• _作業内容_:
1 - 出典について、次の問いに答えてください。
(a) ランタイム・インストールで使用できないものは何か。
(b) 「セッション・タイムアウト」属性として挙げられている項目は何か。
(c) セッション・タイムアウトとアイドル・タイムアウトを設定すると、指定したタイムアウトの後にユーザーはどうなるか。
2 - 出典から、「関連項目: Oracle Application」を含む箇所で始まり「ョンからログアウトされます。」で終わる部分を、一字も変えずに抜き出してください。

== 出典 ==

機密の本番Oracle Application Expressアプリケーションは、Oracle Application Expressのランタイム・インストールで実行することをお薦めします。ランタイム・インストールでは、Webベースのアプリケーション開発環境が使用されないため、Application Builder、SQL Workshopおよび本番インストールに関係するユーティリティが使用できません。また、ランタイム環境に含まれるのは、アプリケーションの実行に必要なOracle Application Expressデータベース・オブジェクトおよび権限のみであるため、より堅牢な環境になります。
関連項目: Oracle Application Express管理ガイドの「ランタイム環境の管理」 |
「セッション・タイムアウト」属性を構成すると、アプリケーションの公開を抑制できます。ユーザーは、長時間コンピュータを操作しなかったり、アプリケーションを終了せずにコンピュータの元を離れることが頻繁にあります。このため、アプリケーションのユーザー・アイデンティティが、権限のないユーザーによって簡単に引き継がれる可能性があります。セッション・タイムアウトおよびアイドル・タイムアウトを設定すると、指定したタイムアウトの後、ユーザーは自動的にアプリケーションからログアウトされます。
「セッション・タイムアウト」属性には、次のものがあります。
最大セッションの長さ
セッション・タイムアウトURL
最大セッション・アイドル時間
アイドル・タイムアウトURL
アプリケーション・レベルでのこれらの属性の構成の詳細は、「セッション・タイムアウト」を参照してください。Oracle Application Expressインスタンス全体でのこれらの属性の構成の詳細は、Oracle Application Express管理ガイドの「セッション・タイムアウトの構成」を参照してください。

===
== 保存済み記録 ==

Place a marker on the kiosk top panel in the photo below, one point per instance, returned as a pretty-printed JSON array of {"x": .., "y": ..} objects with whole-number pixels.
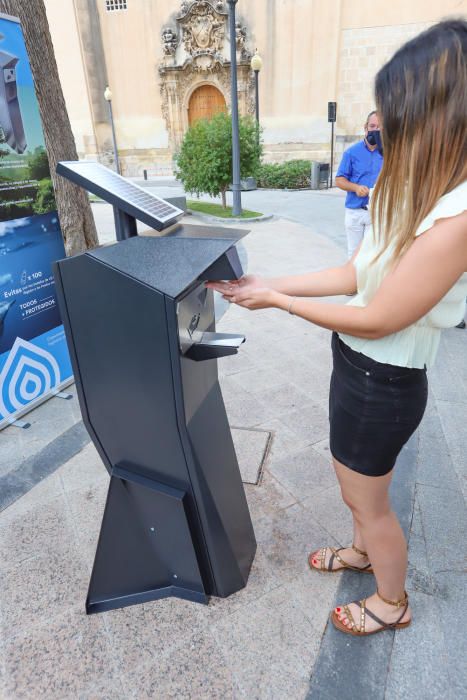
[
  {"x": 169, "y": 265},
  {"x": 121, "y": 193}
]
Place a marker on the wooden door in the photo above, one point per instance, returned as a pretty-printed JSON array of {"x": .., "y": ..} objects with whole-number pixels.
[{"x": 205, "y": 102}]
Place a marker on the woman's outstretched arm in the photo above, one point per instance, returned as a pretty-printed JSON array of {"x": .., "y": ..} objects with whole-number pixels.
[
  {"x": 423, "y": 276},
  {"x": 324, "y": 283}
]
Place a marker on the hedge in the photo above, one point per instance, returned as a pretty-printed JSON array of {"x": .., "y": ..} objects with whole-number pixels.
[{"x": 294, "y": 174}]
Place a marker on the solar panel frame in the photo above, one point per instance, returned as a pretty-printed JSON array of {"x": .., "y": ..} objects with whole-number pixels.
[{"x": 121, "y": 193}]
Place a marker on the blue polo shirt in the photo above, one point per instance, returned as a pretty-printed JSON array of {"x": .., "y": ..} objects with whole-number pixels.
[{"x": 362, "y": 166}]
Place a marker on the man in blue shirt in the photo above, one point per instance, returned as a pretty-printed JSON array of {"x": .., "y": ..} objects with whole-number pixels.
[{"x": 357, "y": 174}]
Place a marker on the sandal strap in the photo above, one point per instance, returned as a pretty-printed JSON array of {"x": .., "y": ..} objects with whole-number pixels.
[
  {"x": 362, "y": 615},
  {"x": 396, "y": 603},
  {"x": 350, "y": 618},
  {"x": 336, "y": 555},
  {"x": 387, "y": 625},
  {"x": 359, "y": 551}
]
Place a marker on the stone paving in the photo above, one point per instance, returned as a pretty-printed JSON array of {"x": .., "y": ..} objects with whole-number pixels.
[{"x": 270, "y": 640}]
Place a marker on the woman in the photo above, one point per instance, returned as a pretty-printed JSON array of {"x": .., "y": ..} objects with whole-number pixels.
[{"x": 409, "y": 275}]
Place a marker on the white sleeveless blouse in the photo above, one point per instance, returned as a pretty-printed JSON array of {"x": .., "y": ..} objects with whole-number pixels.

===

• _出力結果_:
1 -
(a) Application Builder、SQL Workshopおよび本番インストールに関係するユーティリティ
(b) 最大セッションの長さ、セッション・タイムアウトURL、最大セッション・アイドル時間、アイドル・タイムアウトURL
(c) 自動的にアプリケーションからログアウトされる。

2 -
関連項目: Oracle Application Express管理ガイドの「ランタイム環境の管理」 |
「セッション・タイムアウト」属性を構成すると、アプリケーションの公開を抑制できます。ユーザーは、長時間コンピュータを操作しなかったり、アプリケーションを終了せずにコンピュータの元を離れることが頻繁にあります。このため、アプリケーションのユーザー・アイデンティティが、権限のないユーザーによって簡単に引き継がれる可能性があります。セッション・タイムアウトおよびアイドル・タイムアウトを設定すると、指定したタイムアウトの後、ユーザーは自動的にアプリケーションからログアウトされます。